What you are asked to do: With pictures omitted, restate the data word for word.

-- Opening Marker --

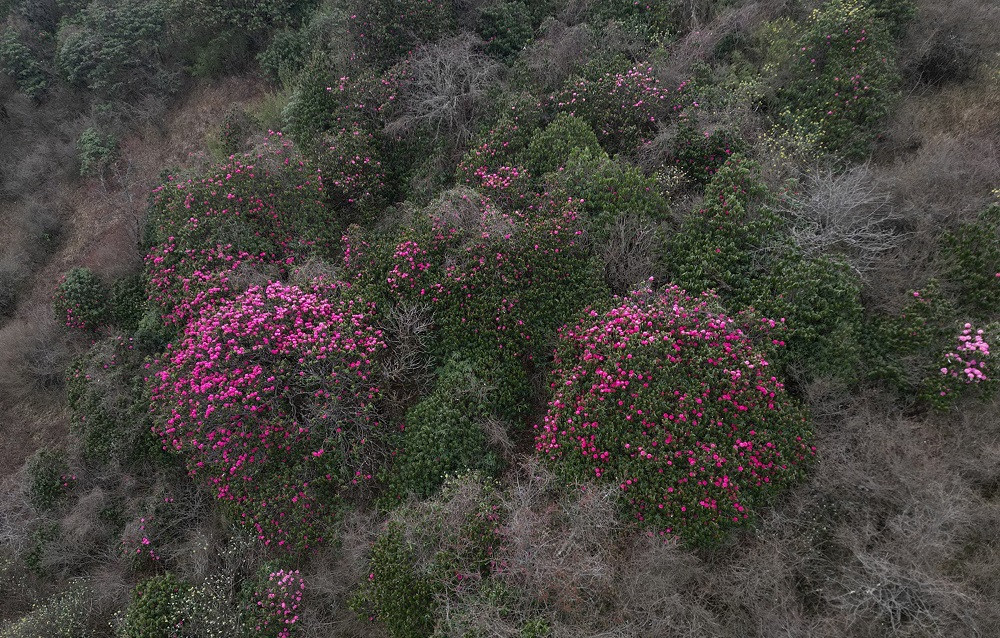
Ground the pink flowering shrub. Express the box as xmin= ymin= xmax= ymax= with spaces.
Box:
xmin=250 ymin=569 xmax=306 ymax=638
xmin=145 ymin=135 xmax=330 ymax=326
xmin=455 ymin=105 xmax=543 ymax=202
xmin=342 ymin=189 xmax=608 ymax=364
xmin=669 ymin=122 xmax=748 ymax=184
xmin=316 ymin=126 xmax=386 ymax=217
xmin=553 ymin=63 xmax=677 ymax=153
xmin=922 ymin=322 xmax=997 ymax=410
xmin=535 ymin=286 xmax=814 ymax=546
xmin=147 ymin=280 xmax=387 ymax=551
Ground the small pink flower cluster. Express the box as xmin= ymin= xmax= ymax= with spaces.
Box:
xmin=941 ymin=324 xmax=991 ymax=383
xmin=122 ymin=516 xmax=161 ymax=564
xmin=254 ymin=569 xmax=306 ymax=638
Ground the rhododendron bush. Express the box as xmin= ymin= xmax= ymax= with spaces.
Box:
xmin=343 ymin=188 xmax=608 ymax=365
xmin=553 ymin=63 xmax=678 ymax=154
xmin=145 ymin=136 xmax=331 ymax=326
xmin=535 ymin=286 xmax=814 ymax=545
xmin=148 ymin=280 xmax=386 ymax=550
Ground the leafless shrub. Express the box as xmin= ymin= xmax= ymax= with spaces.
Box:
xmin=0 ymin=474 xmax=34 ymax=559
xmin=387 ymin=34 xmax=501 ymax=145
xmin=493 ymin=460 xmax=619 ymax=626
xmin=298 ymin=510 xmax=385 ymax=638
xmin=900 ymin=0 xmax=1000 ymax=87
xmin=598 ymin=214 xmax=661 ymax=295
xmin=829 ymin=543 xmax=979 ymax=636
xmin=778 ymin=165 xmax=900 ymax=277
xmin=377 ymin=301 xmax=435 ymax=419
xmin=655 ymin=3 xmax=771 ymax=90
xmin=611 ymin=536 xmax=721 ymax=638
xmin=882 ymin=135 xmax=999 ymax=222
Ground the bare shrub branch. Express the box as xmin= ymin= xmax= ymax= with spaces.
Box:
xmin=597 ymin=214 xmax=660 ymax=295
xmin=387 ymin=35 xmax=501 ymax=145
xmin=778 ymin=165 xmax=900 ymax=276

-- Closing Marker --

Task response:
Ground the pink flowering shrub. Express the box as xmin= ymin= xmax= ymax= with spaces.
Box:
xmin=250 ymin=569 xmax=306 ymax=638
xmin=145 ymin=135 xmax=330 ymax=326
xmin=455 ymin=105 xmax=543 ymax=202
xmin=342 ymin=189 xmax=608 ymax=364
xmin=669 ymin=122 xmax=748 ymax=184
xmin=316 ymin=126 xmax=386 ymax=217
xmin=553 ymin=63 xmax=677 ymax=153
xmin=922 ymin=322 xmax=997 ymax=410
xmin=535 ymin=286 xmax=814 ymax=546
xmin=147 ymin=280 xmax=387 ymax=551
Ground the small pink flower cluster. Express the box as xmin= ymin= xmax= ymax= with spaces.
Box:
xmin=941 ymin=324 xmax=991 ymax=383
xmin=122 ymin=516 xmax=161 ymax=564
xmin=254 ymin=569 xmax=306 ymax=638
Ground the rhododendron bush. Express the box as xmin= ymin= xmax= ymax= with spaces.
Box:
xmin=343 ymin=188 xmax=608 ymax=365
xmin=553 ymin=63 xmax=678 ymax=154
xmin=145 ymin=136 xmax=331 ymax=326
xmin=535 ymin=286 xmax=814 ymax=545
xmin=148 ymin=280 xmax=386 ymax=550
Ground the leafless shrub. Express the box as xmin= ymin= xmax= ymax= with spaces.
Box:
xmin=0 ymin=474 xmax=34 ymax=559
xmin=387 ymin=34 xmax=501 ymax=145
xmin=493 ymin=460 xmax=619 ymax=626
xmin=298 ymin=510 xmax=385 ymax=638
xmin=900 ymin=0 xmax=1000 ymax=87
xmin=598 ymin=214 xmax=661 ymax=295
xmin=829 ymin=543 xmax=979 ymax=636
xmin=778 ymin=165 xmax=900 ymax=277
xmin=377 ymin=301 xmax=435 ymax=419
xmin=655 ymin=3 xmax=771 ymax=90
xmin=611 ymin=536 xmax=721 ymax=638
xmin=882 ymin=135 xmax=999 ymax=222
Ground the bare shrub branch. Express the box as xmin= ymin= xmax= ymax= with spaces.
Box:
xmin=597 ymin=214 xmax=660 ymax=295
xmin=387 ymin=35 xmax=501 ymax=145
xmin=778 ymin=165 xmax=900 ymax=276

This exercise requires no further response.